## [What this task involves]
How many lines in the records below contain the string "dough"? Give only the number.

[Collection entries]
►

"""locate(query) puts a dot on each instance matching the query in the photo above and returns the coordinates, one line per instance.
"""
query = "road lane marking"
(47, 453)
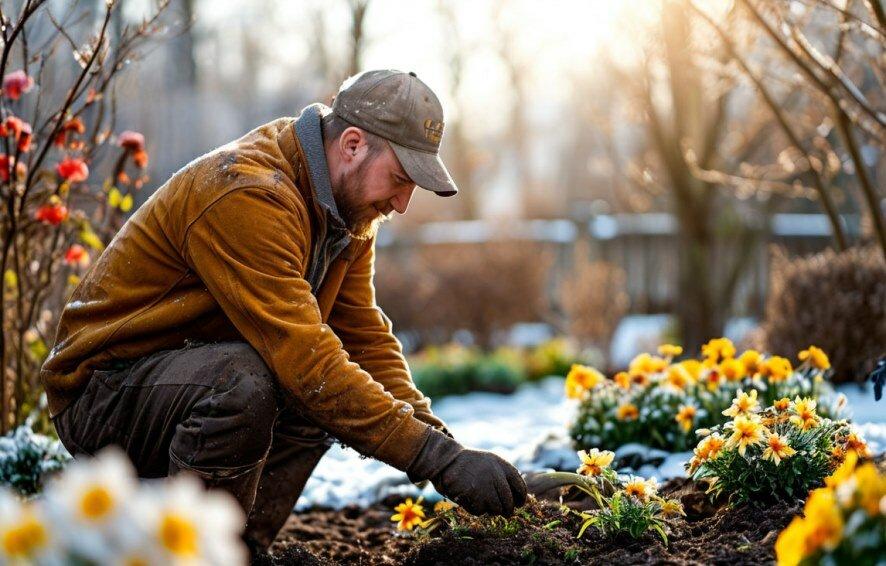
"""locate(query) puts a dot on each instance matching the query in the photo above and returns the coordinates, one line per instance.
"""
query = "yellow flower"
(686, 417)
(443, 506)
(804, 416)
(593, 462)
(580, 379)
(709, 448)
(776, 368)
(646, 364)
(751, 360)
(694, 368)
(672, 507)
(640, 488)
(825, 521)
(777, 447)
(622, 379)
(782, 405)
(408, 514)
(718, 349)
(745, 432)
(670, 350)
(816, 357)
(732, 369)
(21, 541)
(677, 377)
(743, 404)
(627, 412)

◄
►

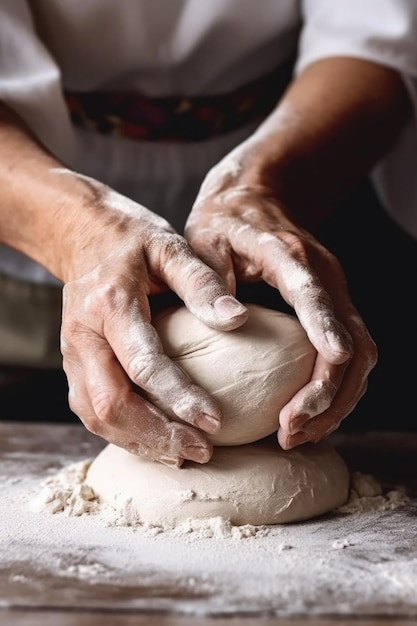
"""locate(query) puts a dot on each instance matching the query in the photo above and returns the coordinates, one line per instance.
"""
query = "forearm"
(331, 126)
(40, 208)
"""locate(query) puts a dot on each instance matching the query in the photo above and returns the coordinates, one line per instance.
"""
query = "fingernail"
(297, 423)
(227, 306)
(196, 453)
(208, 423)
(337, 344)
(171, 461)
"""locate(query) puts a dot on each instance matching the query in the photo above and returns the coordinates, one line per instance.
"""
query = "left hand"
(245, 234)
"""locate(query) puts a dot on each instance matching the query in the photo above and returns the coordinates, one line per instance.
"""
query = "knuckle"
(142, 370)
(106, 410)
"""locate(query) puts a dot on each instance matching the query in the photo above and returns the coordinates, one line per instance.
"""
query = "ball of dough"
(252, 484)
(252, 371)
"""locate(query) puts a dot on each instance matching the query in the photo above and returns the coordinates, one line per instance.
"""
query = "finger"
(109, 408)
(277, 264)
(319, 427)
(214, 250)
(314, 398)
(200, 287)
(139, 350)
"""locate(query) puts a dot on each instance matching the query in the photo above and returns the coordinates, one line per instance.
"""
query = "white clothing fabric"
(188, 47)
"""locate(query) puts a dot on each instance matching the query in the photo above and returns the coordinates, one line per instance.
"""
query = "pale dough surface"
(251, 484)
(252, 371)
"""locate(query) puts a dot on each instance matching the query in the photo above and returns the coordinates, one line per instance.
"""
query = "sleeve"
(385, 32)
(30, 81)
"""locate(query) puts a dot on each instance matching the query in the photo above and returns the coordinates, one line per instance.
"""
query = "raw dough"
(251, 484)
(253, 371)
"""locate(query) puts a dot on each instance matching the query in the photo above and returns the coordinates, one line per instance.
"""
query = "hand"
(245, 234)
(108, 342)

◄
►

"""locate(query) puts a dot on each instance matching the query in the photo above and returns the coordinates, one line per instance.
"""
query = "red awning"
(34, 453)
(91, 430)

◄

## [Result of this exercise]
3